#### What to produce
Pick out each line in the records that contains the word "Target", and copy those lines.

#### Records for this task
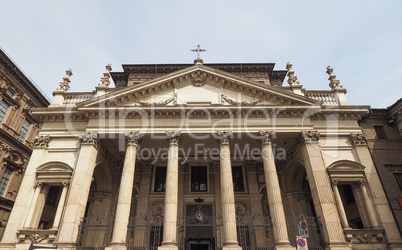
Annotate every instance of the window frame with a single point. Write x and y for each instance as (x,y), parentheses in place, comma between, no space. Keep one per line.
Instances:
(243,178)
(20,138)
(153,188)
(206,178)
(380,132)
(6,110)
(10,172)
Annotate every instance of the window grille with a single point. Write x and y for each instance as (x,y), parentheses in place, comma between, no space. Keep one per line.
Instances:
(4,181)
(24,131)
(3,109)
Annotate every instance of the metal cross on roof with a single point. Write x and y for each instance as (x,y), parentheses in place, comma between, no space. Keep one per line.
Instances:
(198,50)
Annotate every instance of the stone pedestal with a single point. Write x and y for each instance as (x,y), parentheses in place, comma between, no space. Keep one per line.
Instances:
(79,191)
(376,199)
(273,192)
(321,191)
(171,193)
(60,206)
(125,193)
(227,194)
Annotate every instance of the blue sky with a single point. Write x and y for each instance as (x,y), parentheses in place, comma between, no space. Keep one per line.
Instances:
(361,40)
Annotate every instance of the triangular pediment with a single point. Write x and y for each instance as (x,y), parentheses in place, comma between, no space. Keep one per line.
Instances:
(200,85)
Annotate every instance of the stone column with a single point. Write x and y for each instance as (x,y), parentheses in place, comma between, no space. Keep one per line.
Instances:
(40,204)
(321,190)
(125,192)
(32,208)
(369,206)
(171,193)
(273,191)
(379,200)
(79,190)
(255,203)
(340,206)
(227,193)
(26,191)
(60,206)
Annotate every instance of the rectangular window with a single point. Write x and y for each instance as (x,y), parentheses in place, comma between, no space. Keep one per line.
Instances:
(237,174)
(198,179)
(3,109)
(346,194)
(51,199)
(160,179)
(24,130)
(379,131)
(398,178)
(5,180)
(10,93)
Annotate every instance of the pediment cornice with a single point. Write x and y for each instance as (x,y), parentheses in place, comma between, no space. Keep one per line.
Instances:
(197,75)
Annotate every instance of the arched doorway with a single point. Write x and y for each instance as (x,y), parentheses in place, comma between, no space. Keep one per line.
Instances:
(300,207)
(97,225)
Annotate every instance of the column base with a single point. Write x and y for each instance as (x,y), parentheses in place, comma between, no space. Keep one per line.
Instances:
(286,246)
(117,246)
(230,246)
(168,246)
(336,246)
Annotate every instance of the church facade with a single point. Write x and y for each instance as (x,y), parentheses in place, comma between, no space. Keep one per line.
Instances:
(201,156)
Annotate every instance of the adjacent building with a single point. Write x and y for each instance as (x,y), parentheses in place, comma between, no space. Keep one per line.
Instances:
(18,94)
(201,156)
(383,130)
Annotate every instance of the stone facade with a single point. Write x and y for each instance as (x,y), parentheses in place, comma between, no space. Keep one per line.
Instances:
(201,156)
(383,132)
(17,130)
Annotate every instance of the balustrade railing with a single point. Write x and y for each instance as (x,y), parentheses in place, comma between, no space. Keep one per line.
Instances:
(326,97)
(74,98)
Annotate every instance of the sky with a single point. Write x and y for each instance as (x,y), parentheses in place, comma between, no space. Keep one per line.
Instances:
(361,40)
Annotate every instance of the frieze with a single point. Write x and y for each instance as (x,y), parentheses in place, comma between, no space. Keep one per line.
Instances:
(364,238)
(216,166)
(310,136)
(358,139)
(145,166)
(36,238)
(90,138)
(265,137)
(224,99)
(224,137)
(280,165)
(64,85)
(334,83)
(41,141)
(198,79)
(159,104)
(174,137)
(251,165)
(133,137)
(394,167)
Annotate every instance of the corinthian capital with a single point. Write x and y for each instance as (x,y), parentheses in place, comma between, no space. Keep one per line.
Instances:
(174,137)
(133,137)
(358,139)
(90,138)
(310,136)
(265,137)
(224,137)
(41,141)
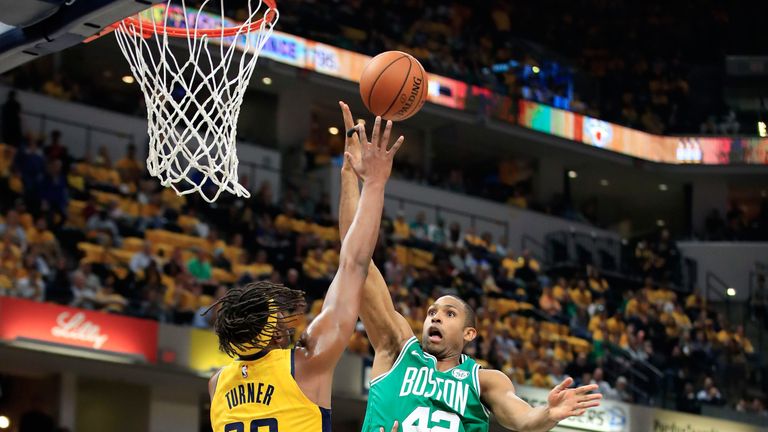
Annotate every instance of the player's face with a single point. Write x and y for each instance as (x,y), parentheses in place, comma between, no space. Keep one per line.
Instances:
(445,332)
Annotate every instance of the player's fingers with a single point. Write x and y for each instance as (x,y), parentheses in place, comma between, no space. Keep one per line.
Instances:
(587,405)
(375,133)
(362,135)
(586,389)
(349,122)
(396,146)
(350,160)
(385,135)
(565,384)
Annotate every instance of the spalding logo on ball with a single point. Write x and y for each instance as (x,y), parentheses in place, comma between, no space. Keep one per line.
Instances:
(394,85)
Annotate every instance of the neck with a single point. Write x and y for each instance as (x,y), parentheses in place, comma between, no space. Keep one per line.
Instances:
(448,362)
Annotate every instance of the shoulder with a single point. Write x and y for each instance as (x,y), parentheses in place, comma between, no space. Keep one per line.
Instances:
(492,379)
(212,383)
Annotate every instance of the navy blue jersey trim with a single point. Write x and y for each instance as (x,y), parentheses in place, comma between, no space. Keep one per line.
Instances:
(253,357)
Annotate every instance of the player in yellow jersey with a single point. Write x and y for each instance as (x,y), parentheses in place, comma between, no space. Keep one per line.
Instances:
(269,387)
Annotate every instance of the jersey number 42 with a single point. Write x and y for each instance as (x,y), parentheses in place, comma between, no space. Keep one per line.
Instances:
(419,421)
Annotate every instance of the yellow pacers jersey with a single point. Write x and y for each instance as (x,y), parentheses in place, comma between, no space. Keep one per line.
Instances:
(260,395)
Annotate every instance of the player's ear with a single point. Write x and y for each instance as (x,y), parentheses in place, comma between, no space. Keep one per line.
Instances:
(470,333)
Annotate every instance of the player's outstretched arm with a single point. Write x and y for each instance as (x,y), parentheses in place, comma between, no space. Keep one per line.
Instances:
(326,338)
(498,393)
(387,330)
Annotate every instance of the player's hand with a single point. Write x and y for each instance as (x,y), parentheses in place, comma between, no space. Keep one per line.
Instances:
(374,162)
(565,402)
(351,143)
(394,428)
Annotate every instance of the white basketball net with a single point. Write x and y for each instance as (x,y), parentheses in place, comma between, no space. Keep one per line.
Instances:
(193,100)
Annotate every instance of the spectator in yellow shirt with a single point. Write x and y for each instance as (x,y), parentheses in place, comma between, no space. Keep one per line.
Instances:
(540,378)
(548,303)
(559,292)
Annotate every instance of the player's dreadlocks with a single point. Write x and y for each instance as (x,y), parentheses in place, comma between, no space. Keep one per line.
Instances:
(247,316)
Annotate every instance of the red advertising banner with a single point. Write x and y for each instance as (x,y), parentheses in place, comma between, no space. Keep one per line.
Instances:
(25,319)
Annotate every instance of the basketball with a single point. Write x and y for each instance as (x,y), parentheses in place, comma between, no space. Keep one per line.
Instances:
(393,85)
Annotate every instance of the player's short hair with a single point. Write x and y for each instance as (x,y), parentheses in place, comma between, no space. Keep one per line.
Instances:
(246,319)
(471,318)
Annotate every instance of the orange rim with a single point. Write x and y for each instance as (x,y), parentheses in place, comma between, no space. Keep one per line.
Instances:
(137,26)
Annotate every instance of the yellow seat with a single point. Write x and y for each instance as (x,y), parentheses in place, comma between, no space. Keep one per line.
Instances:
(221,275)
(134,244)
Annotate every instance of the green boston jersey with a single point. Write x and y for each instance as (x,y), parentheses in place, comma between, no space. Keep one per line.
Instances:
(424,399)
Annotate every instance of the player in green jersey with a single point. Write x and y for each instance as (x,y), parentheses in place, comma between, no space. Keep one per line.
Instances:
(430,386)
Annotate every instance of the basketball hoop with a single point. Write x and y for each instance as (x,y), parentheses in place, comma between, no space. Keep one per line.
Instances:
(193,90)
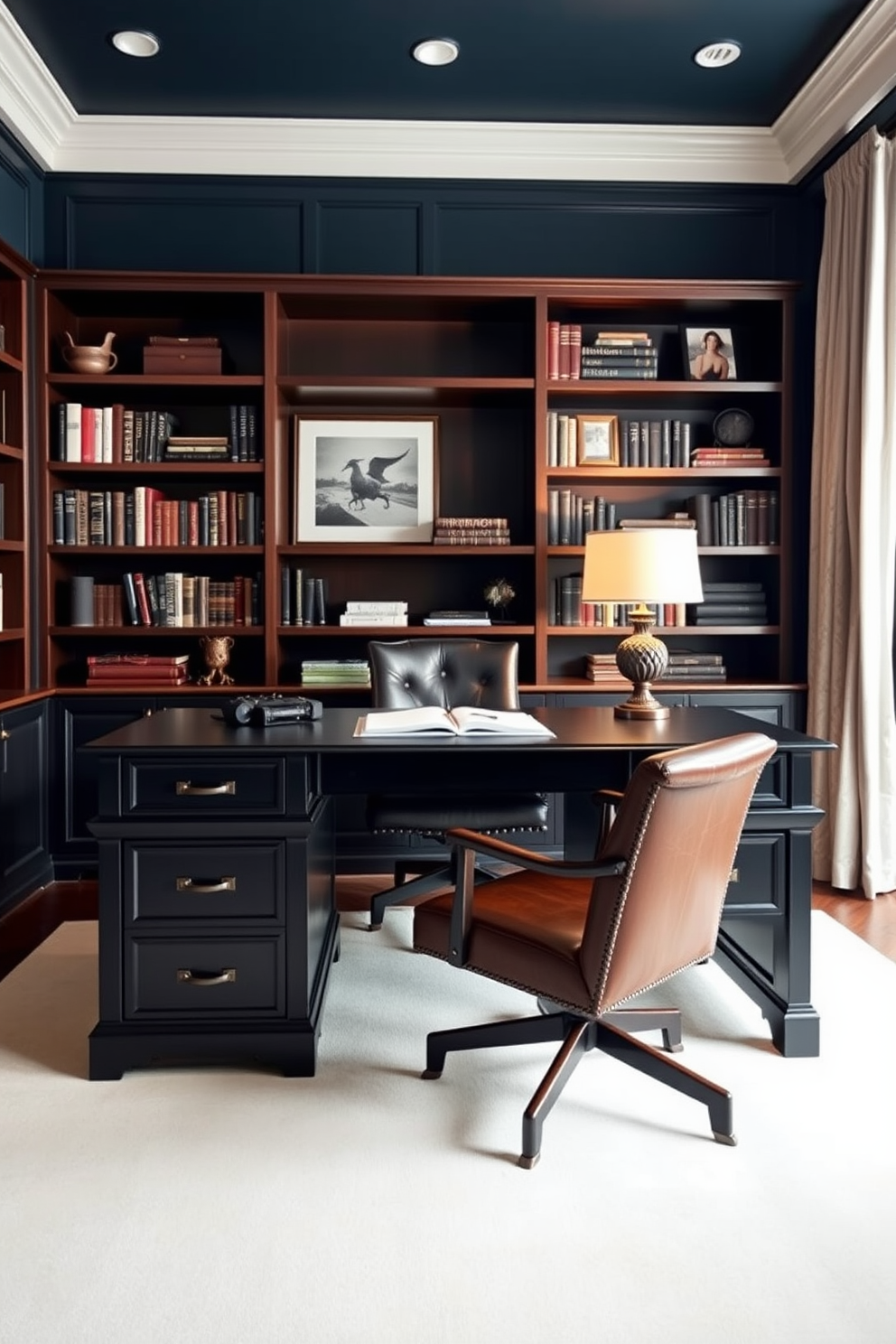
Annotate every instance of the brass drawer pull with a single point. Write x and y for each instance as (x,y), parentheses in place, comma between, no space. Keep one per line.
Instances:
(204,790)
(206,977)
(193,884)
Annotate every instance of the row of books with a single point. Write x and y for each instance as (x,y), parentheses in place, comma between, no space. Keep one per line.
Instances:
(684,666)
(575,351)
(303,597)
(167,600)
(336,672)
(145,517)
(480,530)
(739,518)
(360,611)
(120,433)
(731,603)
(567,608)
(110,669)
(571,517)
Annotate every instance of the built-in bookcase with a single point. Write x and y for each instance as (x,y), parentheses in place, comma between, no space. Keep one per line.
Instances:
(15,663)
(469,357)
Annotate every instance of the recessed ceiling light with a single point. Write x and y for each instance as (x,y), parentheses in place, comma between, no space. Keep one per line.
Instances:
(717,54)
(135,43)
(435,51)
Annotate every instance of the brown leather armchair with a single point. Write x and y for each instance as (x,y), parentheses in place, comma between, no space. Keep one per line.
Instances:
(586,938)
(449,674)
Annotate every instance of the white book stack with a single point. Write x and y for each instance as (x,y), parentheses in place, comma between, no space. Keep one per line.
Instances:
(374,613)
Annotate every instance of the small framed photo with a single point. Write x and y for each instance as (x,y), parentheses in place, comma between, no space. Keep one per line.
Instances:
(710,354)
(366,479)
(598,443)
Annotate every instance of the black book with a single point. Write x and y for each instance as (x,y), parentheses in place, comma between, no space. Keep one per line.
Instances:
(131,598)
(308,600)
(285,595)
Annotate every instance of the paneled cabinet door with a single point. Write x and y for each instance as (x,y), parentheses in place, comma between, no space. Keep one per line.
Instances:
(76,788)
(24,856)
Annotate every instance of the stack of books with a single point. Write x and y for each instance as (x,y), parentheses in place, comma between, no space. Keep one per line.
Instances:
(602,667)
(471,531)
(110,669)
(198,448)
(336,672)
(374,613)
(730,603)
(688,666)
(678,518)
(728,457)
(618,355)
(457,617)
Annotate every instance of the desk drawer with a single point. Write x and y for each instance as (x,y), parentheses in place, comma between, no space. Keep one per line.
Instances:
(218,788)
(204,881)
(204,977)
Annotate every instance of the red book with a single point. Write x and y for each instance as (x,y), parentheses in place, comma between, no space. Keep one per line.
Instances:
(554,350)
(88,434)
(128,672)
(565,351)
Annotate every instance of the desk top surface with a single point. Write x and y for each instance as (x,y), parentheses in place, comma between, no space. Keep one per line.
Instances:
(584,729)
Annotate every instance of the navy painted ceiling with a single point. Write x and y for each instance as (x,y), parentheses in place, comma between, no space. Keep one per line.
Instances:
(551,61)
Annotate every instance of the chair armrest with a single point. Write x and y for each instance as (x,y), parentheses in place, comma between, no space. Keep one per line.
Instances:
(528,859)
(466,843)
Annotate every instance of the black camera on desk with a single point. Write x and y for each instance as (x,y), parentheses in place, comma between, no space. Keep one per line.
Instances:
(262,711)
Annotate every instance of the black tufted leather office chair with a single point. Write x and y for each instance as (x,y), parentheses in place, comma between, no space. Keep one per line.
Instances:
(407,674)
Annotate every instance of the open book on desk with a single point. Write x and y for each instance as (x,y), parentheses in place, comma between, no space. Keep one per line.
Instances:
(462,721)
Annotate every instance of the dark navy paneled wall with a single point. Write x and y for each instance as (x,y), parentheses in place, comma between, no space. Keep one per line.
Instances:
(335,226)
(21,201)
(339,226)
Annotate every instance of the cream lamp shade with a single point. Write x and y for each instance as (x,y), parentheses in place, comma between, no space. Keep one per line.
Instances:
(639,566)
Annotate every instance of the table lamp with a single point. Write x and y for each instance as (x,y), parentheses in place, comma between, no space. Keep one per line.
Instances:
(634,566)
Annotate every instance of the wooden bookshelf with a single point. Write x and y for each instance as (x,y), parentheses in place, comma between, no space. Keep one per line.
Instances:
(15,354)
(471,354)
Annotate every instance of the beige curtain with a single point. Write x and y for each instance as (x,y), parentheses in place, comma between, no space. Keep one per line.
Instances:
(852,548)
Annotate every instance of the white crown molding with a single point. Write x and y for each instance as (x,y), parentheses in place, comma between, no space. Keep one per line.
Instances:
(852,79)
(501,151)
(31,102)
(854,76)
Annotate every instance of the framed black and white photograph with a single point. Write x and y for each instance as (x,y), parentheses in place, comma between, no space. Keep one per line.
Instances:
(364,479)
(710,354)
(598,443)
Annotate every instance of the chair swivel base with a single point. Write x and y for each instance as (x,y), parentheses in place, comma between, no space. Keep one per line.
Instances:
(579,1035)
(438,876)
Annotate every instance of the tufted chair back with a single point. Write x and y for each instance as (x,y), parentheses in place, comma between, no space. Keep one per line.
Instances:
(449,674)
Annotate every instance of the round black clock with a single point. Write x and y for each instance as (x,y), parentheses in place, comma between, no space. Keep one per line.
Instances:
(733,429)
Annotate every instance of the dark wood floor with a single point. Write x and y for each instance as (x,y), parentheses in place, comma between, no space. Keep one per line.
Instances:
(33,921)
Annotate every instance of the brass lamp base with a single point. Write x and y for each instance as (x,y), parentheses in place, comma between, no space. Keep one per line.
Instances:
(642,658)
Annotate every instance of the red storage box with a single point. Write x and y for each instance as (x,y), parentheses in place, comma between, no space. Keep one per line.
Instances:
(182,355)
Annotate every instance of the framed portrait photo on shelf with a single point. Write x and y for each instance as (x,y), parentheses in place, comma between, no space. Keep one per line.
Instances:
(710,354)
(364,479)
(598,441)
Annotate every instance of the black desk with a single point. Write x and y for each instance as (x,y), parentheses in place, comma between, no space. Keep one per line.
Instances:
(217,914)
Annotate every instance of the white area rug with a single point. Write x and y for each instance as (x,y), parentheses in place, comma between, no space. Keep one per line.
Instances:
(366,1204)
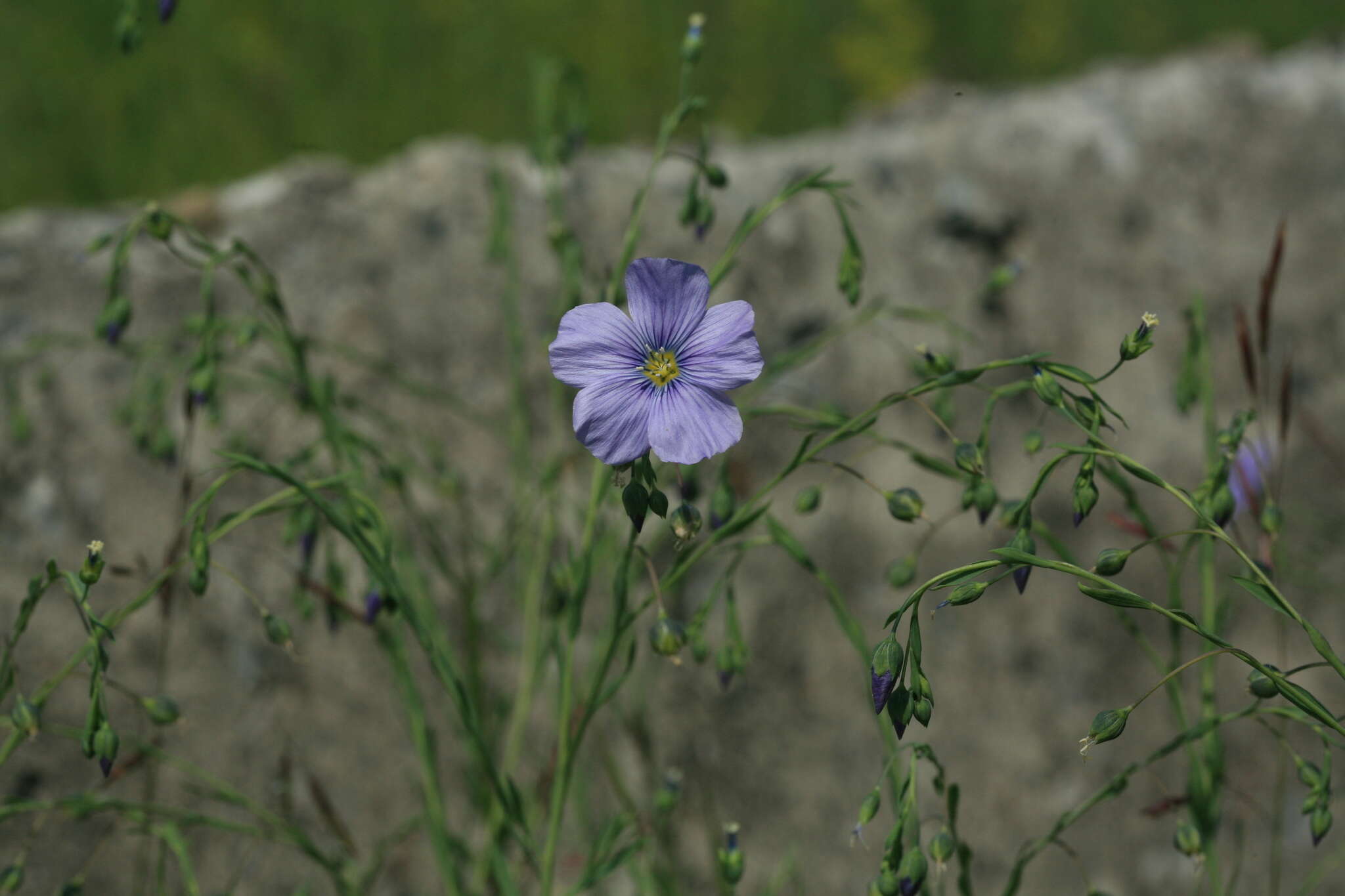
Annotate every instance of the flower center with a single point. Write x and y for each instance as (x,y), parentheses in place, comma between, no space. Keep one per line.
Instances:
(661,367)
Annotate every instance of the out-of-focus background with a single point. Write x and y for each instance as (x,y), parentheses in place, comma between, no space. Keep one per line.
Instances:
(1158,175)
(231,86)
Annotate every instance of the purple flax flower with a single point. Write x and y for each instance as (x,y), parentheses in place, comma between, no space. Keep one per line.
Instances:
(658,378)
(1247,479)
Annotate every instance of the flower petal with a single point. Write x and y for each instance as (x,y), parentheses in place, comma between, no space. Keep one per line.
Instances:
(689,423)
(612,418)
(595,341)
(722,352)
(667,300)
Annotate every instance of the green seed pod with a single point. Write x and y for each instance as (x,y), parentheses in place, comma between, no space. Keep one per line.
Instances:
(942,848)
(162,711)
(1320,822)
(1032,441)
(92,568)
(635,499)
(730,856)
(26,716)
(807,499)
(912,871)
(906,505)
(965,594)
(967,457)
(902,571)
(667,637)
(1111,562)
(685,523)
(277,630)
(1048,390)
(105,744)
(1187,840)
(1106,726)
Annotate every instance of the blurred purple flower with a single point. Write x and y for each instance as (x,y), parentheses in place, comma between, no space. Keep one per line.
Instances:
(1247,477)
(658,378)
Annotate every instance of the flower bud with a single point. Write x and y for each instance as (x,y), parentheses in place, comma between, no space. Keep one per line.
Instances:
(1084,496)
(26,716)
(906,504)
(1107,726)
(942,848)
(667,637)
(92,568)
(1048,390)
(685,523)
(965,594)
(912,871)
(1261,684)
(1141,340)
(636,503)
(277,630)
(721,504)
(967,457)
(162,711)
(730,856)
(693,39)
(669,793)
(1032,442)
(1024,542)
(1320,822)
(1187,840)
(884,671)
(902,571)
(807,499)
(1111,562)
(105,743)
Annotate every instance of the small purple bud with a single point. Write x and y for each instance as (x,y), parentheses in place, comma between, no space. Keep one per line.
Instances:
(883,685)
(373,603)
(1020,576)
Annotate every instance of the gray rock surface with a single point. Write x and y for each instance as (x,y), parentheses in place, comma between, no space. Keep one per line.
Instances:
(1122,191)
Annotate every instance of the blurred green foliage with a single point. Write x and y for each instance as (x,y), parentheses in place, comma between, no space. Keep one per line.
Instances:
(231,86)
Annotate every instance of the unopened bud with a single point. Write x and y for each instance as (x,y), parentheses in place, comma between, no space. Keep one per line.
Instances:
(667,637)
(1111,561)
(906,505)
(807,499)
(1107,726)
(965,594)
(162,711)
(967,457)
(685,523)
(1048,390)
(730,856)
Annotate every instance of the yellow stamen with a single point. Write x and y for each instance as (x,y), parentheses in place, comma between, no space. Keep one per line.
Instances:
(661,367)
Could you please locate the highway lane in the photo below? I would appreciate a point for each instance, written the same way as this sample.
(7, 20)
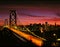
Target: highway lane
(35, 40)
(9, 38)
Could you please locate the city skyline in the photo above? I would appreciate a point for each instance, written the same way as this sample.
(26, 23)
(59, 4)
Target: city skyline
(32, 13)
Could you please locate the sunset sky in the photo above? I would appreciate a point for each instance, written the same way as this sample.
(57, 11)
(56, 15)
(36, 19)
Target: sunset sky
(31, 12)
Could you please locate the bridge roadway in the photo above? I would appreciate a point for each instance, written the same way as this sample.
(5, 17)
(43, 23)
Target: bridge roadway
(34, 40)
(9, 38)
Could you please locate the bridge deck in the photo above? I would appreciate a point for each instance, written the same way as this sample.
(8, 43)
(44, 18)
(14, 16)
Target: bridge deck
(35, 40)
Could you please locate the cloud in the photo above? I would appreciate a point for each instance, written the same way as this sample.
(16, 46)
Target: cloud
(58, 14)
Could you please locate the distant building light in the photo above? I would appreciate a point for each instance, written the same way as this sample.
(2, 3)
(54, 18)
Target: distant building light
(54, 34)
(58, 39)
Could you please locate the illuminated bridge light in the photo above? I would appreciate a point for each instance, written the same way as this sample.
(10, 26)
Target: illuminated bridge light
(35, 40)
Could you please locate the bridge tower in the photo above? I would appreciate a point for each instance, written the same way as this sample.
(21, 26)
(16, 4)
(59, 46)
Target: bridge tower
(12, 18)
(6, 22)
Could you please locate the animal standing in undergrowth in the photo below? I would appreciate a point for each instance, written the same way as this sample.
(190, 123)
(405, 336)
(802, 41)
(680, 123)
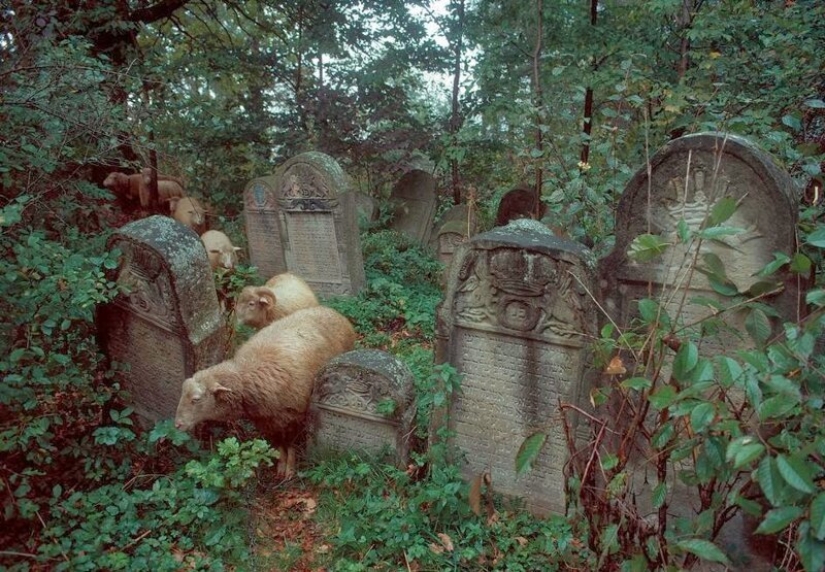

#### Answer in full
Target: highway lane
Target: city skyline
Target: sunset sky
Target: bridge roadway
Target: bridge deck
Target: cloud
Target: distant building light
Target: illuminated bridge light
Target: bridge tower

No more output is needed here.